▸ **Exercise**
Reproduce the lines below without any changes, from the line containing "If you could mark the tall" down to the end of the entries, both ends included.

Entries pointing to objects in photos:
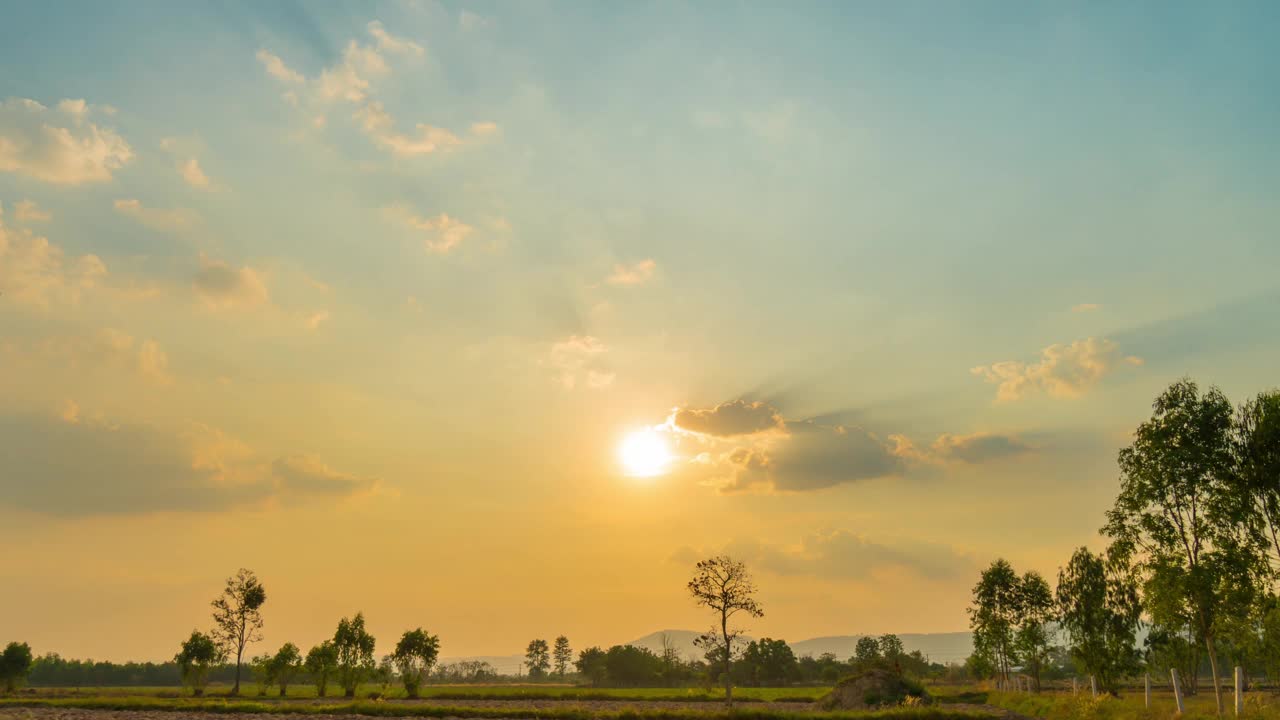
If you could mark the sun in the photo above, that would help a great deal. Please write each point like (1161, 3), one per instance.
(644, 454)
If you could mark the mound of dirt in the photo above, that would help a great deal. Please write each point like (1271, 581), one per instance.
(873, 688)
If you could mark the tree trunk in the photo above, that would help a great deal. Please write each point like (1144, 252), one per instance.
(1212, 668)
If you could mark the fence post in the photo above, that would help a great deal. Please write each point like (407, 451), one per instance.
(1239, 691)
(1178, 691)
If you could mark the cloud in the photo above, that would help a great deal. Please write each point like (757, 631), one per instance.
(223, 286)
(277, 68)
(977, 447)
(727, 419)
(37, 273)
(42, 145)
(634, 274)
(1063, 370)
(577, 360)
(167, 220)
(73, 466)
(27, 212)
(443, 233)
(844, 555)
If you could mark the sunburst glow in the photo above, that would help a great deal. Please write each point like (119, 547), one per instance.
(644, 454)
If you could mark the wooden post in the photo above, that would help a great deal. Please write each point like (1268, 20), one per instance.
(1239, 691)
(1178, 691)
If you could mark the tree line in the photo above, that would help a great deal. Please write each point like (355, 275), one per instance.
(1193, 559)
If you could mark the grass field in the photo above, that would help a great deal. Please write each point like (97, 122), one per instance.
(250, 692)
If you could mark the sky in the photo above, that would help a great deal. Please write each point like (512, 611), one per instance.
(494, 318)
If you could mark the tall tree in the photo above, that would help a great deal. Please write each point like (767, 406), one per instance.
(562, 655)
(1179, 518)
(993, 615)
(196, 657)
(1033, 639)
(415, 655)
(321, 664)
(355, 651)
(538, 659)
(725, 586)
(238, 616)
(1098, 609)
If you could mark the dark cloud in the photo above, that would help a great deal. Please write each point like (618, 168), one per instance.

▸ **Solution for this exercise**
If you could mark the tall tree in the photo above, that would help a great deal. Please write each point like (767, 406), one per instance.
(562, 655)
(1179, 518)
(993, 615)
(196, 657)
(1033, 639)
(415, 655)
(321, 664)
(355, 651)
(538, 659)
(725, 586)
(238, 616)
(1098, 609)
If you could mark the dark cloud in the photo above, that would help a great deal. Please write each point like (618, 168), one per instance.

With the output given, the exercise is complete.